SOURCE EXCERPT:
Getting Along? History says it so!
Dogs and wolves belong to the canine species but they don’t necessary get along. This describes the distinctive cultural differences & perspectives for BoA and ML respectively, and that affect the entity to milk the $2.5 trillion worth NW.E for any real revenue. Although Ken managed to keep the 20,000 advisors via complying with an agreement on compensation and work expectations, this agreement is on paper and will be tested soon. Given Ken’s track record for successfully growing BoA via M&A and post integrating them, ML ‘herds of bull’ will most likely mingle with the BoA ‘eagles’, albeit an almost sure success in realizing the $7 billion cost saving synergies. Then the next triggering concern for the realized synergies will depend on any further surprising losses by ML.
Faith for no more losses? Government is the new lifeline.
Revenue synergies might not be realized if ML burdens the new entity with unprecedented losses. Further write-down can not only, lost the capital to stay competitive in an upturn, but also lost the confidence of investors and customers. Even if losses arise, the government will step in as it has always been for fear of market panic. Hence this plaguing uncertainty to fail the revenue synergies is unlikely. Nonetheless, the government concession comes with surveillance and compliance. Contrary to helping BoA to realize the revenue synergies, any heavy intervention by Congress as in the “90% tax on AIG bonus” case can potentially cause the exodus of 16,690 financial advisors to its competitor that are less dependent on bailout. While such episode can repeat to BoA, this is unlikely to repeat after the congress recognised the nature of Banking Industry via the cry-out from the Industry Movers and Shakers.

INFORMATION PROVIDED:

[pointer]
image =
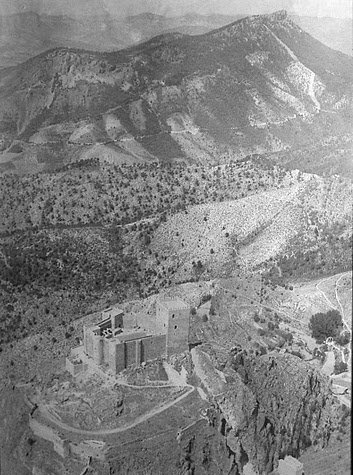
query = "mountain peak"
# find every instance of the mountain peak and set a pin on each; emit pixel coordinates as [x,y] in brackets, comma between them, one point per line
[278,15]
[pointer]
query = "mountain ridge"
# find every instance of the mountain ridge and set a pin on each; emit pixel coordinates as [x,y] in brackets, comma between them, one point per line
[257,76]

TASK INSTRUCTIONS:
1. Print the passage of the BoA–ML excerpt that begins at the words "Dogs and wolves" and ends after the words "losses by ML.".
2. Using the BoA–ML excerpt, answer these:
(a) How many advisors did Ken manage to keep?
(b) What amount of cost-saving synergies is mentioned?
(c) How many financial advisors could leave for a competitor after heavy intervention by Congress?
The material can be left aside; it isn't needed here.

ANSWERS TO THE EXERCISES:
1.
Dogs and wolves belong to the canine species but they don’t necessary get along. This describes the distinctive cultural differences & perspectives for BoA and ML respectively, and that affect the entity to milk the $2.5 trillion worth NW.E for any real revenue. Although Ken managed to keep the 20,000 advisors via complying with an agreement on compensation and work expectations, this agreement is on paper and will be tested soon. Given Ken’s track record for successfully growing BoA via M&A and post integrating them, ML ‘herds of bull’ will most likely mingle with the BoA ‘eagles’, albeit an almost sure success in realizing the $7 billion cost saving synergies. Then the next triggering concern for the realized synergies will depend on any further surprising losses by ML.

2.
(a) 20,000
(b) $7 billion
(c) 16,690